TASK REQUIREMENTS: Reproduce every one of the entries below line for line, with no change to any word or number.

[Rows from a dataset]
★ ★ ★ ★

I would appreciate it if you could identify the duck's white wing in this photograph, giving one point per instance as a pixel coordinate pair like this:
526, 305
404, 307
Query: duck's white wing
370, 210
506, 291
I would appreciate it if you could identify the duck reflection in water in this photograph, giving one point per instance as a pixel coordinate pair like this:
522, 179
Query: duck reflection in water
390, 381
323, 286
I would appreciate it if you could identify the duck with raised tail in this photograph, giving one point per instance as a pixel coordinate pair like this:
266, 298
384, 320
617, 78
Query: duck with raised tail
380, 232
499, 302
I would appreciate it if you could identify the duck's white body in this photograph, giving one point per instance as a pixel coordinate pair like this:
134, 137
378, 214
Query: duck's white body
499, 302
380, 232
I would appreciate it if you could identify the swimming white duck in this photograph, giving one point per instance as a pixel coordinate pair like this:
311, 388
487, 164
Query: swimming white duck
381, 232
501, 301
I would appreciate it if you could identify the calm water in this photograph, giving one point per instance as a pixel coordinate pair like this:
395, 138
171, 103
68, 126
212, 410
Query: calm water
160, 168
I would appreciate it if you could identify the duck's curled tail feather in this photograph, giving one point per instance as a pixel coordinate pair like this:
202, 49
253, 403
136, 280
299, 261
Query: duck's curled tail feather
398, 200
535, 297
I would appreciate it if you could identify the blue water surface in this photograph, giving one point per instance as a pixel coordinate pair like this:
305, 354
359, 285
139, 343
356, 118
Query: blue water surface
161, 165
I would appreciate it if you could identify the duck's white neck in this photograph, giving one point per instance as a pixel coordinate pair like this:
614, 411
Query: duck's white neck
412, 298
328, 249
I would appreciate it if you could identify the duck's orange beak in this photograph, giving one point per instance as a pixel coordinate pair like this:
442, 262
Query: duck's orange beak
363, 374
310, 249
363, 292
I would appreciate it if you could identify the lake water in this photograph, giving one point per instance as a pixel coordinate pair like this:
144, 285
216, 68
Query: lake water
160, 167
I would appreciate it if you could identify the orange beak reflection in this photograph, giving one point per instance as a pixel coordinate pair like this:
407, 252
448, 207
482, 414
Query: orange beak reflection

★ ★ ★ ★

RESULT BELOW:
I would appreciate it if you could identify the duck's white wing in this photograph, giving one point per instance as a pixel coordinate pair like this:
526, 305
404, 307
Query: duck's white wing
370, 210
506, 291
I would appreciate it if you could identify the duck reflection in water in this photograph, giving one point per instance as a pixel coordinate pair like this:
522, 179
Query: duck reflection in water
390, 381
323, 286
I would appreciate it if you could identify the duck with raised tail in this photograph, giving one point per instance as a pixel coordinate pair like this:
266, 298
384, 320
617, 78
Query: duck with raised tail
380, 232
499, 302
I would appreciate it if you could identify the duck's white body in this photograph, giving one point per instance as a pixel coordinate pair like this:
134, 137
378, 214
Query: duck's white body
499, 302
380, 232
I would appreciate it if you could identify the swimming white duck in this photograph, giving one point per instance as a pixel coordinate pair like this:
311, 388
487, 164
Query: swimming white duck
381, 232
501, 301
I would appreciate it if you could identify the calm water in this photograph, giving one point per instance as a pixel coordinate pair like this:
395, 138
171, 103
68, 126
212, 410
Query: calm water
160, 168
I would appreciate it if you could identify the duck's curled tail feather in this photograph, giving one point per instance as a pixel coordinate pair like this:
202, 49
253, 403
136, 280
299, 261
Query: duck's curled tail feather
398, 200
535, 297
I would appreciate it if you could identify the blue water surface in this photograph, giving one point per instance as a pixel coordinate pair like this:
305, 354
359, 285
139, 343
356, 118
Query: blue water surface
161, 165
I would appreciate it if you could identify the duck's white neck in this photograph, giving one point per instance as a pixel coordinate pair like this:
614, 411
Query: duck's white neck
412, 298
328, 249
I would appreciate it if you could identify the duck's orange beak in this photograph, giving one point per instance as a pixel coordinate pair like this:
442, 262
Query: duck's orange beak
363, 374
310, 249
363, 292
I would appreciate it if you could identify the lake water in this photograph, giving one point per instance as a pixel coordinate pair like this:
144, 285
216, 68
Query: lake water
160, 167
I would appreciate it if you could identify the orange beak reflection in this photograph, giving one point per instance as a pixel coordinate pair like this:
407, 252
448, 207
482, 414
Query: orange beak reflection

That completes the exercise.